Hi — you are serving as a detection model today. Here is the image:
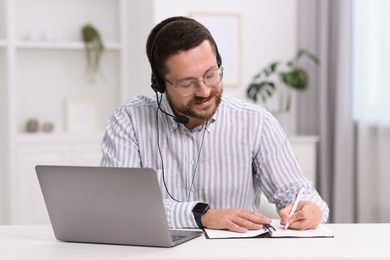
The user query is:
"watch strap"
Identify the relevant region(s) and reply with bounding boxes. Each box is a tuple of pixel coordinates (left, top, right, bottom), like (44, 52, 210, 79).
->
(192, 203, 210, 228)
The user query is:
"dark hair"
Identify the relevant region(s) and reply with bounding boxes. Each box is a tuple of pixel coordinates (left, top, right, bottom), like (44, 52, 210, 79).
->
(146, 16, 221, 85)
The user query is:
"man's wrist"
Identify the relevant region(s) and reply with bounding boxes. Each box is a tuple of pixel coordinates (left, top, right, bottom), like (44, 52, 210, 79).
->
(192, 202, 210, 228)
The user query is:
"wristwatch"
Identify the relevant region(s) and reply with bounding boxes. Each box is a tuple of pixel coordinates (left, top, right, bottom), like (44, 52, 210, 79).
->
(192, 202, 210, 228)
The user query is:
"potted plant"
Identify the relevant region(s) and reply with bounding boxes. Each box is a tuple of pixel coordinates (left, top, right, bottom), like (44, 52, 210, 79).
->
(81, 24, 104, 83)
(246, 49, 319, 113)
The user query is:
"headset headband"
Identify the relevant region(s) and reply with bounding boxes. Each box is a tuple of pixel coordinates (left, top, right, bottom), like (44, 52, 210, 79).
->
(149, 18, 222, 93)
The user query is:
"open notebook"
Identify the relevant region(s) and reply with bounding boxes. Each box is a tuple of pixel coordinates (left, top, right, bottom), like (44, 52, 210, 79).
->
(204, 219, 333, 239)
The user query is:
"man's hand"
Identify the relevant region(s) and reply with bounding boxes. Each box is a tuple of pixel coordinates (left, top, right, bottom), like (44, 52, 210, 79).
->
(201, 208, 271, 233)
(278, 200, 322, 230)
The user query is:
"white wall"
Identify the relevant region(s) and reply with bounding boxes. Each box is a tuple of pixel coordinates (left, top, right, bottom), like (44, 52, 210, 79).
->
(124, 0, 298, 100)
(124, 0, 155, 100)
(102, 0, 298, 131)
(153, 0, 298, 100)
(0, 0, 298, 224)
(152, 0, 298, 134)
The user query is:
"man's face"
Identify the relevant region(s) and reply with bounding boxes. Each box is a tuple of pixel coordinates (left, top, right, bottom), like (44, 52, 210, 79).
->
(164, 40, 223, 123)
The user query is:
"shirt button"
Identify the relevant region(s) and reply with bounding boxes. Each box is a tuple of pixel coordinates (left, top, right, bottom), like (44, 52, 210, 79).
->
(191, 160, 195, 165)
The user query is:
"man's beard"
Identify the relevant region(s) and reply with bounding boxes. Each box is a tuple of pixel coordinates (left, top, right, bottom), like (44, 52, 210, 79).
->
(168, 86, 223, 121)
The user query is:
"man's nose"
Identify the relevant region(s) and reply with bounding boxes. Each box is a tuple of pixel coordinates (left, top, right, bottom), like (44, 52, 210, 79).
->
(195, 80, 211, 97)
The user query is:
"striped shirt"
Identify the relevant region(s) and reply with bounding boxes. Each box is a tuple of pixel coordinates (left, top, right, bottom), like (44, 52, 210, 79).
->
(100, 94, 329, 228)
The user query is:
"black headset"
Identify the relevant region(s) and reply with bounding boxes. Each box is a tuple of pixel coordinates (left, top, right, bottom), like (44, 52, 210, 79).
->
(149, 17, 222, 94)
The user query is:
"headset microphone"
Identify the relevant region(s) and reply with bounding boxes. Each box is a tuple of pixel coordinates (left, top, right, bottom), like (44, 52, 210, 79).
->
(174, 115, 190, 125)
(158, 106, 190, 125)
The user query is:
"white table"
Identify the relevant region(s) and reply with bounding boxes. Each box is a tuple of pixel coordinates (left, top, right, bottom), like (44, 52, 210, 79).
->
(1, 224, 389, 259)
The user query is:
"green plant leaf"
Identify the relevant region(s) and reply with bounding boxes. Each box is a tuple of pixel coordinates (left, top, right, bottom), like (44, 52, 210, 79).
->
(246, 83, 260, 102)
(264, 62, 279, 77)
(246, 82, 275, 103)
(245, 49, 319, 111)
(81, 24, 104, 82)
(296, 49, 320, 65)
(280, 68, 308, 90)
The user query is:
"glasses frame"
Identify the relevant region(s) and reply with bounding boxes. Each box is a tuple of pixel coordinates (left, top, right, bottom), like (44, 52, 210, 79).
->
(165, 67, 224, 97)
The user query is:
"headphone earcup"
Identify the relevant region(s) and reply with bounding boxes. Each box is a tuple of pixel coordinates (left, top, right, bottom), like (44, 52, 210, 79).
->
(151, 74, 163, 93)
(216, 46, 222, 68)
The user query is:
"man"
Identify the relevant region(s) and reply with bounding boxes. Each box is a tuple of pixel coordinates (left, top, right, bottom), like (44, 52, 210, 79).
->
(100, 16, 329, 232)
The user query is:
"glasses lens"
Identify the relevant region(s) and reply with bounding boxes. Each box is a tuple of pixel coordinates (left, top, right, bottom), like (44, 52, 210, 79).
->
(204, 68, 223, 87)
(177, 80, 197, 96)
(175, 67, 224, 97)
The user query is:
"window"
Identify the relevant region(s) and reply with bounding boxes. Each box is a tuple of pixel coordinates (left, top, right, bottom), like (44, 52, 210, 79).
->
(353, 0, 390, 123)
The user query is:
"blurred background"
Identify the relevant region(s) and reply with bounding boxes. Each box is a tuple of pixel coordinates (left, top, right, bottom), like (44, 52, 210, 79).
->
(0, 0, 389, 225)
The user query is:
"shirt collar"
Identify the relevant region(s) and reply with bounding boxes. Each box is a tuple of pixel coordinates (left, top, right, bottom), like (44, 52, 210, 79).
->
(159, 94, 178, 131)
(160, 94, 217, 133)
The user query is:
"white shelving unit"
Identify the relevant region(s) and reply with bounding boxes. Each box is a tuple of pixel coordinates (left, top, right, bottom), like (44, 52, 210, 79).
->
(0, 0, 134, 224)
(14, 41, 122, 50)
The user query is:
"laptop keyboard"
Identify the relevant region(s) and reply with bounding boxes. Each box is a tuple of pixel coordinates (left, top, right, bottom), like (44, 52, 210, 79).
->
(171, 235, 186, 242)
(170, 230, 188, 242)
(170, 229, 203, 243)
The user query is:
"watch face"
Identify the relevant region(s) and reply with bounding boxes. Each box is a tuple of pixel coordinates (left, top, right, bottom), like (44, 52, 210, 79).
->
(193, 203, 210, 213)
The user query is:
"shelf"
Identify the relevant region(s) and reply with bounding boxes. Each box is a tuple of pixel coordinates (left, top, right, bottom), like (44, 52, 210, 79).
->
(14, 132, 104, 144)
(14, 41, 121, 51)
(2, 0, 130, 225)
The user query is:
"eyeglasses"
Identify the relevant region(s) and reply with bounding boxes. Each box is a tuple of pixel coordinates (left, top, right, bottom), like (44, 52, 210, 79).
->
(165, 67, 224, 97)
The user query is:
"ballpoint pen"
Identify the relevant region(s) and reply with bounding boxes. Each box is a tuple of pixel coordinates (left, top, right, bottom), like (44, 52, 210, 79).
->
(285, 187, 305, 230)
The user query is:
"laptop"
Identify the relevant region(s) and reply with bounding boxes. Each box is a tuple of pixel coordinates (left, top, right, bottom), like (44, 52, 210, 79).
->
(35, 165, 203, 247)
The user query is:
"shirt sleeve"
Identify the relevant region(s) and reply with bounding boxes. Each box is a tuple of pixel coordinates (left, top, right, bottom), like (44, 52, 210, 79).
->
(100, 105, 201, 229)
(100, 106, 141, 168)
(163, 198, 200, 229)
(253, 112, 330, 223)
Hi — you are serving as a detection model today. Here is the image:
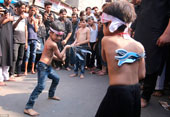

Problem to solve
Please copy each line of the material that has the string "headset" somewhere in it.

Reply
"headset headband"
"black headset"
"headset microphone"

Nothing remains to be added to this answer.